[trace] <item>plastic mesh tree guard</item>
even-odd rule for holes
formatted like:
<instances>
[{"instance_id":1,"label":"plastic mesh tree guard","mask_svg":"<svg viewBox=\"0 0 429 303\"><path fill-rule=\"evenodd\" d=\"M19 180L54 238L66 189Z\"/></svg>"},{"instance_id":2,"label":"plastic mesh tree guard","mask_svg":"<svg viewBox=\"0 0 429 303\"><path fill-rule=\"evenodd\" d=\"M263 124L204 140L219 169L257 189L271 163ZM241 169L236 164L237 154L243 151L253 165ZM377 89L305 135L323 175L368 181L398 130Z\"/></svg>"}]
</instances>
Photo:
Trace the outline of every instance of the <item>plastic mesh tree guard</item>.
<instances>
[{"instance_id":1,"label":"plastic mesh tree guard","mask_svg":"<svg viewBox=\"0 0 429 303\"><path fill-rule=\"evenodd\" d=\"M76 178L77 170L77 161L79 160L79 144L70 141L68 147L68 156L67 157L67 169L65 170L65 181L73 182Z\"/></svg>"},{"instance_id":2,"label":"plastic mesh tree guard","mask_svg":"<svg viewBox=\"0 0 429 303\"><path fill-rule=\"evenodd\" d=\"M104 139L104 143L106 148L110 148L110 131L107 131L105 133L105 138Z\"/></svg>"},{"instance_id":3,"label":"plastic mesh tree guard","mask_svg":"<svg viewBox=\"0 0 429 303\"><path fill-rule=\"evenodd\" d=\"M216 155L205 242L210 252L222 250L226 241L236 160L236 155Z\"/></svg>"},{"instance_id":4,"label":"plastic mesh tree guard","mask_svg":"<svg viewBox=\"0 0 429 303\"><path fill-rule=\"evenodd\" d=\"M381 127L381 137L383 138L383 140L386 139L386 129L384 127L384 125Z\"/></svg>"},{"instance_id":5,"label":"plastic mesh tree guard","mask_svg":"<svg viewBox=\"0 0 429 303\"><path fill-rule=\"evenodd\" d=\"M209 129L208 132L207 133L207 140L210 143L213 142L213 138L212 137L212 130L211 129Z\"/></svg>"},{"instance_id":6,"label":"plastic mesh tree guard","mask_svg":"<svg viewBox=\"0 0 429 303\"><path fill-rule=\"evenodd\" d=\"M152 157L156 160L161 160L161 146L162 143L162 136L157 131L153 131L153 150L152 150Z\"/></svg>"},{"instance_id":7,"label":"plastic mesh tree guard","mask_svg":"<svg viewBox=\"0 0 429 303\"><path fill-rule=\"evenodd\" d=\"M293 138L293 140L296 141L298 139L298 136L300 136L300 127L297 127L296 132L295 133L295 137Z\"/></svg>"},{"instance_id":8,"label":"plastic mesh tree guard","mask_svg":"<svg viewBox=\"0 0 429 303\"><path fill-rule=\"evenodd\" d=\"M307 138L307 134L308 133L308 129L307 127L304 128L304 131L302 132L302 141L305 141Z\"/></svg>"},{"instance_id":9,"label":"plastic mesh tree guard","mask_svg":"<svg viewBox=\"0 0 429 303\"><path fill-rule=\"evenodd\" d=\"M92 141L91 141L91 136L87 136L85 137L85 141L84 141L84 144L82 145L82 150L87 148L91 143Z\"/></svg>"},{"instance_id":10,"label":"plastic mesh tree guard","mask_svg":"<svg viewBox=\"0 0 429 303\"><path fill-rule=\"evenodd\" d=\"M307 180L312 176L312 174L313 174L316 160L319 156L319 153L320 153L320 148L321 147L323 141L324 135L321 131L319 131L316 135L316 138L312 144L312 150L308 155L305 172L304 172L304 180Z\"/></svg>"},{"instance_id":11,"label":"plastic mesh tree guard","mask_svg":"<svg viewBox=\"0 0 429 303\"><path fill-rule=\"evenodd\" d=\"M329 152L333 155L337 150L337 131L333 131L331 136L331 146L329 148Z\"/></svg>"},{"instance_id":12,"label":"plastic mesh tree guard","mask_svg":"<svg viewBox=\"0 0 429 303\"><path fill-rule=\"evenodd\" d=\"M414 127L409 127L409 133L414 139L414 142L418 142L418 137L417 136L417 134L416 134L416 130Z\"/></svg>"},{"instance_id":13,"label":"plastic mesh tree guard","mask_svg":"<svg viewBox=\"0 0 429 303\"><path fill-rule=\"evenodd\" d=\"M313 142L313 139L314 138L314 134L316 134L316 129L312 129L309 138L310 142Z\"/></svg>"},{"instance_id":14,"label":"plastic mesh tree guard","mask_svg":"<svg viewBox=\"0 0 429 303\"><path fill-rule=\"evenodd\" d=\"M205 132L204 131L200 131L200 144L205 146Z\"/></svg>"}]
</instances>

WHAT THE EXERCISE ASKS | Exactly as shown, repeat every record.

WRITTEN ANSWER |
[trace] <item>plastic mesh tree guard</item>
even-odd rule for holes
formatted like:
<instances>
[{"instance_id":1,"label":"plastic mesh tree guard","mask_svg":"<svg viewBox=\"0 0 429 303\"><path fill-rule=\"evenodd\" d=\"M19 180L54 238L66 189Z\"/></svg>"},{"instance_id":2,"label":"plastic mesh tree guard","mask_svg":"<svg viewBox=\"0 0 429 303\"><path fill-rule=\"evenodd\" d=\"M263 124L204 140L219 169L257 189L271 163ZM241 169L236 164L237 154L243 151L253 165ZM377 89L305 135L323 175L368 181L398 130Z\"/></svg>"}]
</instances>
Photo:
Trace the outline of every instance of the <item>plastic mesh tree guard</item>.
<instances>
[{"instance_id":1,"label":"plastic mesh tree guard","mask_svg":"<svg viewBox=\"0 0 429 303\"><path fill-rule=\"evenodd\" d=\"M76 178L77 170L77 161L79 160L79 144L70 141L68 147L68 156L67 157L67 169L65 170L65 181L73 182Z\"/></svg>"},{"instance_id":2,"label":"plastic mesh tree guard","mask_svg":"<svg viewBox=\"0 0 429 303\"><path fill-rule=\"evenodd\" d=\"M104 139L104 143L106 148L110 148L110 131L107 131L105 133L105 138Z\"/></svg>"},{"instance_id":3,"label":"plastic mesh tree guard","mask_svg":"<svg viewBox=\"0 0 429 303\"><path fill-rule=\"evenodd\" d=\"M216 155L205 242L210 252L222 250L226 241L236 160L236 155Z\"/></svg>"},{"instance_id":4,"label":"plastic mesh tree guard","mask_svg":"<svg viewBox=\"0 0 429 303\"><path fill-rule=\"evenodd\" d=\"M381 127L381 137L383 138L383 140L386 139L386 129L384 127L384 125Z\"/></svg>"},{"instance_id":5,"label":"plastic mesh tree guard","mask_svg":"<svg viewBox=\"0 0 429 303\"><path fill-rule=\"evenodd\" d=\"M209 129L208 132L207 133L207 140L210 143L213 142L213 138L212 137L212 130L211 129Z\"/></svg>"},{"instance_id":6,"label":"plastic mesh tree guard","mask_svg":"<svg viewBox=\"0 0 429 303\"><path fill-rule=\"evenodd\" d=\"M152 157L156 160L161 160L161 146L162 143L162 136L157 131L153 131L153 150L152 150Z\"/></svg>"},{"instance_id":7,"label":"plastic mesh tree guard","mask_svg":"<svg viewBox=\"0 0 429 303\"><path fill-rule=\"evenodd\" d=\"M293 138L293 140L296 141L298 139L298 136L300 136L300 127L297 127L296 132L295 133L295 137Z\"/></svg>"},{"instance_id":8,"label":"plastic mesh tree guard","mask_svg":"<svg viewBox=\"0 0 429 303\"><path fill-rule=\"evenodd\" d=\"M307 138L307 134L308 133L308 129L307 127L304 128L304 131L302 132L302 141L305 141Z\"/></svg>"},{"instance_id":9,"label":"plastic mesh tree guard","mask_svg":"<svg viewBox=\"0 0 429 303\"><path fill-rule=\"evenodd\" d=\"M92 141L91 141L91 136L87 136L85 137L85 141L84 141L84 144L82 145L82 150L87 148L91 143Z\"/></svg>"},{"instance_id":10,"label":"plastic mesh tree guard","mask_svg":"<svg viewBox=\"0 0 429 303\"><path fill-rule=\"evenodd\" d=\"M307 180L312 176L312 174L313 174L316 160L319 156L319 153L320 153L320 148L321 147L323 141L324 135L321 131L319 131L316 135L316 138L312 144L312 150L308 155L305 172L304 172L304 180Z\"/></svg>"},{"instance_id":11,"label":"plastic mesh tree guard","mask_svg":"<svg viewBox=\"0 0 429 303\"><path fill-rule=\"evenodd\" d=\"M329 152L333 155L337 150L337 131L333 131L331 136L331 146L329 148Z\"/></svg>"},{"instance_id":12,"label":"plastic mesh tree guard","mask_svg":"<svg viewBox=\"0 0 429 303\"><path fill-rule=\"evenodd\" d=\"M414 127L409 127L409 133L414 139L414 142L418 142L418 137L417 136L417 134L416 134L416 130Z\"/></svg>"},{"instance_id":13,"label":"plastic mesh tree guard","mask_svg":"<svg viewBox=\"0 0 429 303\"><path fill-rule=\"evenodd\" d=\"M313 142L313 139L314 138L314 134L316 134L316 129L312 129L309 138L310 142Z\"/></svg>"},{"instance_id":14,"label":"plastic mesh tree guard","mask_svg":"<svg viewBox=\"0 0 429 303\"><path fill-rule=\"evenodd\" d=\"M205 132L204 131L200 131L200 144L205 146Z\"/></svg>"}]
</instances>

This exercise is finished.